## [Exercise aim]
Please reproduce the listing word for word, starting at the line that contains "Task: point at every instance of the red apple, one" and ending at the final line of the listing, both included.

## [Records to process]
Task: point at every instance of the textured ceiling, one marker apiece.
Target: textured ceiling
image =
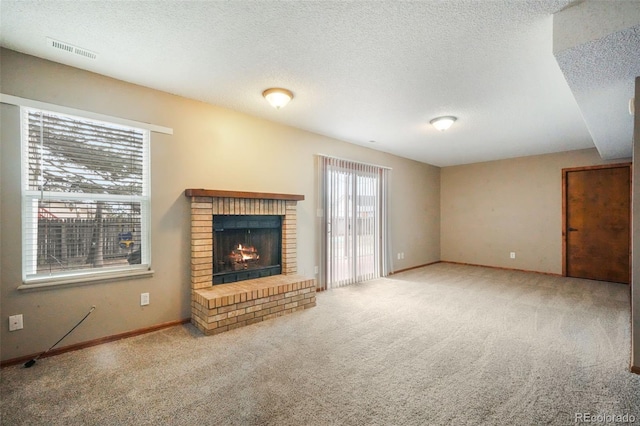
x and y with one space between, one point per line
600 63
360 71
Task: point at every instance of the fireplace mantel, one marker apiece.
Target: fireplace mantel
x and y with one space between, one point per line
241 194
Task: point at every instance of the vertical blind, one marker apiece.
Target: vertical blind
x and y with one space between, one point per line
354 197
85 195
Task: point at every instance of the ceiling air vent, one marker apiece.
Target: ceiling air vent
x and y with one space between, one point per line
70 48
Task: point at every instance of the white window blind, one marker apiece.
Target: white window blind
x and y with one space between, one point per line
85 197
355 225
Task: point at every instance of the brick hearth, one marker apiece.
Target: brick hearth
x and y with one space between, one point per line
226 306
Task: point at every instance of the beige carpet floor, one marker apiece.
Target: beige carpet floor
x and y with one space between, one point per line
441 345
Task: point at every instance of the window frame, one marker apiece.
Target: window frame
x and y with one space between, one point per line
29 218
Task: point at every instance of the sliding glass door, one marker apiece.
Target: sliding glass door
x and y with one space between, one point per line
355 218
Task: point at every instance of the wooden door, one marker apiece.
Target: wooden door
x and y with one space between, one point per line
597 224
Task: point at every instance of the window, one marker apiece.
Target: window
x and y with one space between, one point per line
355 225
85 198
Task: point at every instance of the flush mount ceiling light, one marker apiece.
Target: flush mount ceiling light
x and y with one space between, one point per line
443 123
277 97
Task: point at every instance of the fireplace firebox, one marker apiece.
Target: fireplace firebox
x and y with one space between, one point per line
246 247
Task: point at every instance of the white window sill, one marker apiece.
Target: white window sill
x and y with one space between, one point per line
48 282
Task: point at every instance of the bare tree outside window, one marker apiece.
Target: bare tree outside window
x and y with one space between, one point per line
86 194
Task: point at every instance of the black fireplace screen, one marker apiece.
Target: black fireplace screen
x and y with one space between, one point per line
246 247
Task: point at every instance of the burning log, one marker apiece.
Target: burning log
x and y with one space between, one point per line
242 255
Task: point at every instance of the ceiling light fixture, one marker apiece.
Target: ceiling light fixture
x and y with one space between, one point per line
443 123
277 97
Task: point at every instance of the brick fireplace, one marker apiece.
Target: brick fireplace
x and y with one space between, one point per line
222 307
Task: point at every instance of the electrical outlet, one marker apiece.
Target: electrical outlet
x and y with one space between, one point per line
15 322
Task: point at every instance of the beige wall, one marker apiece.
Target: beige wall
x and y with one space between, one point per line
491 209
211 148
635 276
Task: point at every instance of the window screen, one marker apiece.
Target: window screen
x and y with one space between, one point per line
85 196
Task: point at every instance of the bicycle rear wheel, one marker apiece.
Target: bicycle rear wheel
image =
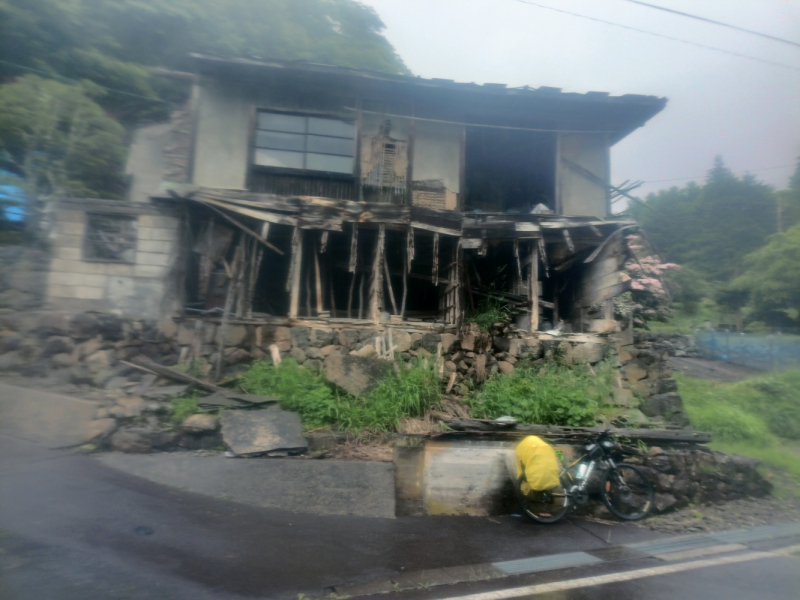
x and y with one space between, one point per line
542 507
627 493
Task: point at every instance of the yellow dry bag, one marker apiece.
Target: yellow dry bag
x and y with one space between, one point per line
538 460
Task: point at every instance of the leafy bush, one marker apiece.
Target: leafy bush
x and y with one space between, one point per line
183 407
297 388
561 395
407 393
492 309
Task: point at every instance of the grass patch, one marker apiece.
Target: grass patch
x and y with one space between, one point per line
407 393
490 310
754 409
554 395
756 417
183 407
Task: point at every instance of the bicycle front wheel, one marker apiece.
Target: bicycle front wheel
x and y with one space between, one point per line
545 507
627 493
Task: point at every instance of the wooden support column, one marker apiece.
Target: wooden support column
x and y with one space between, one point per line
293 281
376 287
435 273
533 283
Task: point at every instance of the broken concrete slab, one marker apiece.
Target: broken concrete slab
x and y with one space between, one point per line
273 429
355 374
164 394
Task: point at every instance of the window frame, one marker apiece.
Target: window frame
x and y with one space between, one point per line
304 172
85 257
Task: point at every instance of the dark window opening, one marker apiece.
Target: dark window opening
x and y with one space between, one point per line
304 143
110 238
509 171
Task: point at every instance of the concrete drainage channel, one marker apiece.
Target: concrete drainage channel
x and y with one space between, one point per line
674 549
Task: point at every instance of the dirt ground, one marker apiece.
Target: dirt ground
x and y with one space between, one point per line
713 370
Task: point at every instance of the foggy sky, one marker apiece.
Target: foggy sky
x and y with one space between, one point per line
746 111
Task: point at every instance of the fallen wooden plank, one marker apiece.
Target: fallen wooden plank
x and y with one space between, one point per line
150 366
554 431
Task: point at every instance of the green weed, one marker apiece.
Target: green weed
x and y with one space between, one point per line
490 310
560 395
183 407
407 393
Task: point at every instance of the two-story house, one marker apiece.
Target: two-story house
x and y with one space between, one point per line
288 191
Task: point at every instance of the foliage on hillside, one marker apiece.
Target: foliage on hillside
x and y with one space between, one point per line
113 43
406 393
59 140
712 227
753 410
555 395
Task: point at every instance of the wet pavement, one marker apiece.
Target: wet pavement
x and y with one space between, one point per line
72 528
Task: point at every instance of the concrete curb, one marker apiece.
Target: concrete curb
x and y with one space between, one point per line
52 420
325 487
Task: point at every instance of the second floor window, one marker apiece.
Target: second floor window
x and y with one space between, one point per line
304 143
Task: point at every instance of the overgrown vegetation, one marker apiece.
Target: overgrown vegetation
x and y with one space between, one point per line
758 417
407 393
183 407
751 410
554 395
492 309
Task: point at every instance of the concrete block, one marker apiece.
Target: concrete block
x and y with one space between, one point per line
158 247
60 291
147 258
71 216
157 234
119 269
89 280
70 253
71 228
149 271
61 240
89 293
158 221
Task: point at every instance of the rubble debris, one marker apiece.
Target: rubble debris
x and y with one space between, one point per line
262 431
357 375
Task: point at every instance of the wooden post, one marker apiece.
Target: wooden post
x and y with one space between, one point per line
609 309
533 285
376 289
435 273
361 296
318 280
354 249
233 284
293 281
389 283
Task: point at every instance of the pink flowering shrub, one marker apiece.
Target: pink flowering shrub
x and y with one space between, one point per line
649 299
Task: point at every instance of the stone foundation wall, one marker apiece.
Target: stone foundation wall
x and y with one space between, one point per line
470 477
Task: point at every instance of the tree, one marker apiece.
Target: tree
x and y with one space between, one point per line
114 44
713 227
59 140
772 278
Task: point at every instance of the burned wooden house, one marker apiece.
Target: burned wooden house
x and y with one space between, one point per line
288 191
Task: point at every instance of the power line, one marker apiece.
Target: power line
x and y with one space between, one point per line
68 79
699 18
661 35
705 174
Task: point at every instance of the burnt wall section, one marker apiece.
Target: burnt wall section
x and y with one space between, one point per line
115 257
470 477
23 278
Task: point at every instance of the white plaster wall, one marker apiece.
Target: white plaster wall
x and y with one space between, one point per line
437 153
222 137
581 197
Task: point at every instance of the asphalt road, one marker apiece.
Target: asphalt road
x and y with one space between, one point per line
72 528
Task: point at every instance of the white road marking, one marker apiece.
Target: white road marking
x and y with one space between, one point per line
687 554
787 551
572 584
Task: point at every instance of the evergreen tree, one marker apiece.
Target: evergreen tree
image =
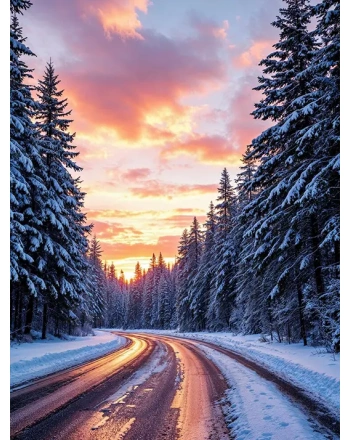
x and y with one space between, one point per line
63 225
222 296
26 181
202 284
182 300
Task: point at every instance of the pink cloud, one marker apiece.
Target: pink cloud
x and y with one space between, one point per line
156 188
206 148
135 174
117 16
243 128
252 57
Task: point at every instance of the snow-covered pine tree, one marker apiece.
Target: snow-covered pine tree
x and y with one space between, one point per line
274 215
202 284
136 288
319 187
26 183
164 317
190 251
149 287
221 301
61 255
182 283
96 296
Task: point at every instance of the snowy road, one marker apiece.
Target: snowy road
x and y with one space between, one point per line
160 387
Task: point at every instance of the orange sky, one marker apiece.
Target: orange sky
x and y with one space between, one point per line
161 94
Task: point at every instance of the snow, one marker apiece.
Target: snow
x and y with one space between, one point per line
37 359
257 410
312 369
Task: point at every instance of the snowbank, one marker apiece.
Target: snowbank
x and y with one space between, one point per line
312 369
37 359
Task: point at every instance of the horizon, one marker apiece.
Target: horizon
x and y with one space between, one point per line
159 108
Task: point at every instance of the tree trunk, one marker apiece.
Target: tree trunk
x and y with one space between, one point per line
45 320
301 315
317 254
29 315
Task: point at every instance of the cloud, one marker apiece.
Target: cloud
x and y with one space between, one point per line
118 251
112 231
158 189
184 221
130 89
117 16
209 27
206 148
243 128
252 57
135 174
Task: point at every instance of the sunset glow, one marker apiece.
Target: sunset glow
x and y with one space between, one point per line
161 94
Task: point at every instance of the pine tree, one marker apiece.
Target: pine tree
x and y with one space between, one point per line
26 181
96 304
63 225
202 284
182 299
222 295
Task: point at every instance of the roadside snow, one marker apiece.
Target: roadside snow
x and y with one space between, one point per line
310 368
37 359
258 411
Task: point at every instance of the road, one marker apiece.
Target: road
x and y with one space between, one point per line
156 387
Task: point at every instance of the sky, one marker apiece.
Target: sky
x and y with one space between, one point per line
161 96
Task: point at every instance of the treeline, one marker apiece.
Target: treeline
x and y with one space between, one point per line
50 265
268 259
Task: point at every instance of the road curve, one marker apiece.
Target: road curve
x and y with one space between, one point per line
46 396
156 388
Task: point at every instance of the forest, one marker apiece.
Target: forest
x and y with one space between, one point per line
267 258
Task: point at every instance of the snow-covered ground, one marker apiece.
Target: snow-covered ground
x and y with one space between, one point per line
312 369
37 359
256 408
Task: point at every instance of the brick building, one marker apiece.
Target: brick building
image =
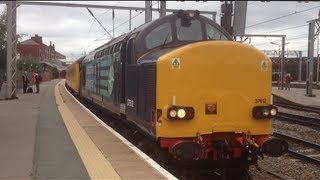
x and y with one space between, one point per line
34 48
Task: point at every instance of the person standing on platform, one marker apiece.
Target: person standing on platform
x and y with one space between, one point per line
288 81
36 80
25 81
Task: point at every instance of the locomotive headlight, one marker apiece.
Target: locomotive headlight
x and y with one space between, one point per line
181 113
273 111
173 113
265 112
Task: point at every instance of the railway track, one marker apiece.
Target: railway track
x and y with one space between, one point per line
275 174
301 148
302 120
298 107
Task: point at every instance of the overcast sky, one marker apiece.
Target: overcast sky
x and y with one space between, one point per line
74 30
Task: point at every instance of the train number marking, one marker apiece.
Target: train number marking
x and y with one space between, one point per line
130 102
175 63
260 100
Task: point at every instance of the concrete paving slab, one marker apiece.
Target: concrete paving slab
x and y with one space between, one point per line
298 95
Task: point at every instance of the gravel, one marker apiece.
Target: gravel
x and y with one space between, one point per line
291 167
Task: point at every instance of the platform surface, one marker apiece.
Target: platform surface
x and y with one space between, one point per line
51 136
298 95
34 142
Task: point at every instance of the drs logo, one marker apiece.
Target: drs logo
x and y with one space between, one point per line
130 102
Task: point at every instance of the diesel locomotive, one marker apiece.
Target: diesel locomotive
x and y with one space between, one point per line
182 81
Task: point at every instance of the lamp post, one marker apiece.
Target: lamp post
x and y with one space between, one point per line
281 60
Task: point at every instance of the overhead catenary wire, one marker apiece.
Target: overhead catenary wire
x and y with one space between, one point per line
293 38
287 15
125 22
99 22
294 27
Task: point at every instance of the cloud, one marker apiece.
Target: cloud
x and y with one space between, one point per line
74 30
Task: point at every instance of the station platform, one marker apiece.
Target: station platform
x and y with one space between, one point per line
51 136
298 95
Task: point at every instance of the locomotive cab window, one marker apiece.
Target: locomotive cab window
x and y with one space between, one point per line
189 33
214 33
159 36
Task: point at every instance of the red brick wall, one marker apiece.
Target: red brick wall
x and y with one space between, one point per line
28 51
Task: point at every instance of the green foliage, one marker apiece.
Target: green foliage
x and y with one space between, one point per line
30 65
3 29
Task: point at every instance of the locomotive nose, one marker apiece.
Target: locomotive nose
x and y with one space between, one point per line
274 147
186 150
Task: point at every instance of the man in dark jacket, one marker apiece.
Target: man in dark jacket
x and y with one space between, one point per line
25 81
36 80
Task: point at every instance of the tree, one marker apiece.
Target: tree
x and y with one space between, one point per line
3 30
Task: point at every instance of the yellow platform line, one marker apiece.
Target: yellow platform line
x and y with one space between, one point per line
96 164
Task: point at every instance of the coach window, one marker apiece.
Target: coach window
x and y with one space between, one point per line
159 36
214 33
190 33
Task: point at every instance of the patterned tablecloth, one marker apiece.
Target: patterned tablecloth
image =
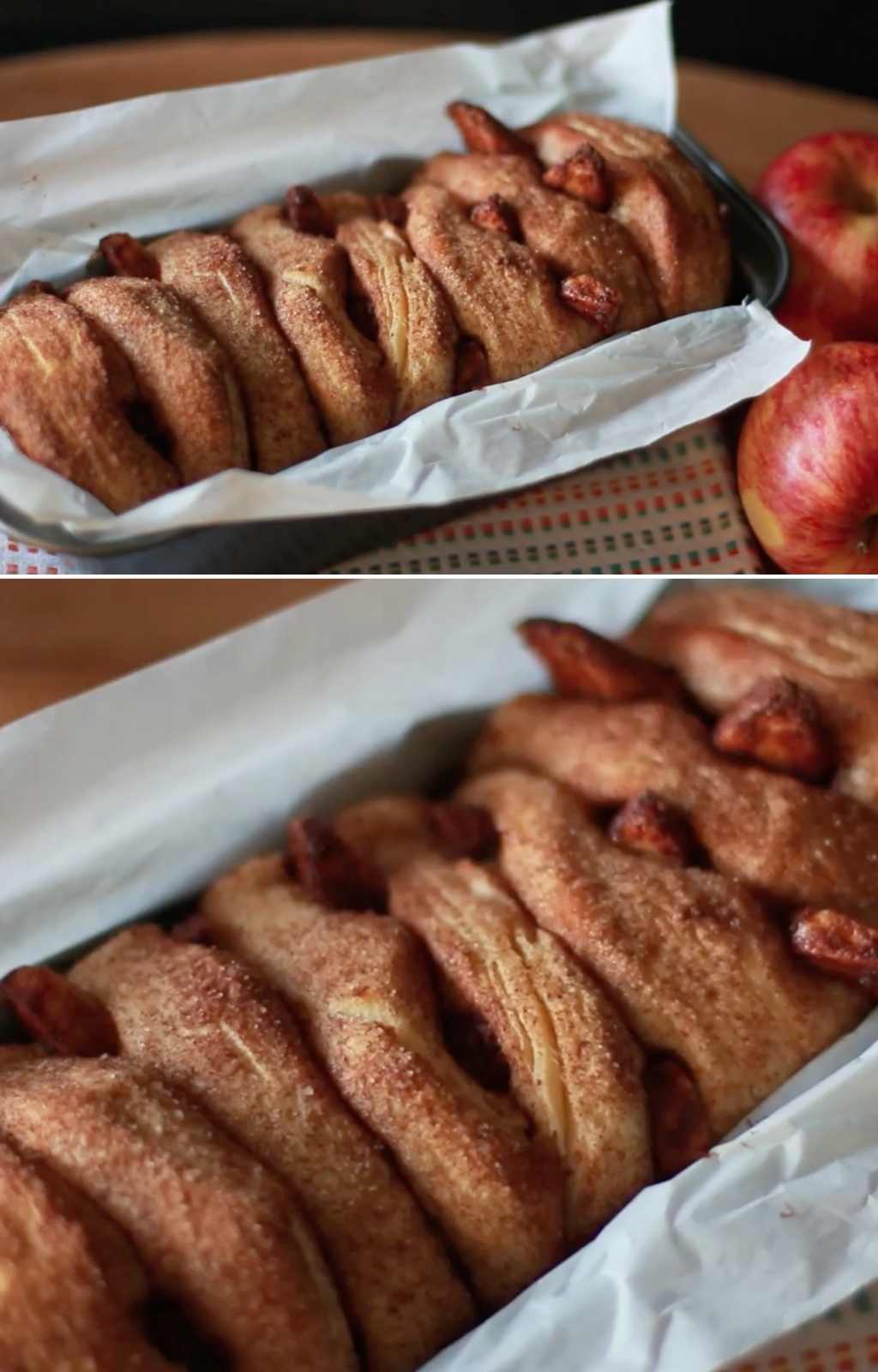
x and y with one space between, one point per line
843 1341
667 508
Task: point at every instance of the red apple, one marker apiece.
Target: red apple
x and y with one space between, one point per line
809 463
823 191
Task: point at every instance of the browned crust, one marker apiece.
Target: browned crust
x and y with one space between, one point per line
363 984
725 641
63 390
571 237
306 279
415 326
795 843
61 1301
214 1228
663 202
180 368
213 1029
501 292
224 287
574 1067
393 829
690 957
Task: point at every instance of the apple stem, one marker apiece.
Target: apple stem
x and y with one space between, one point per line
870 528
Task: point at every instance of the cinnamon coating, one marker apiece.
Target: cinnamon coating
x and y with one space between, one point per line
214 1031
416 331
364 988
725 642
63 395
216 1228
692 958
501 292
487 268
799 844
224 287
571 237
574 1067
306 279
658 198
182 370
68 1280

## [Solution to this problem]
Task: point at every instance of the red apple, one marker apiece.
Target: red apple
x and y with one space between, one point per line
809 463
823 191
Task: point at every instance of the browned crust, one marker apiece.
Target: browned crust
x and y with one space between, one point per line
363 984
725 641
63 390
571 237
306 279
415 326
795 843
61 1301
214 1228
663 202
180 368
213 1029
501 292
224 287
574 1067
393 829
690 957
Task: point at every instance of the apple stem, one marker apiece.
Target: apple stem
x and y with one space between, one point per line
870 528
Task: point at every instance of the cinnamon coating, one marker apiece.
Target: cinnamon coating
x and y with one space between, one point per line
214 1031
416 331
364 988
725 642
63 395
216 1228
692 958
501 292
487 268
799 844
224 287
571 237
574 1067
306 279
658 198
182 370
68 1280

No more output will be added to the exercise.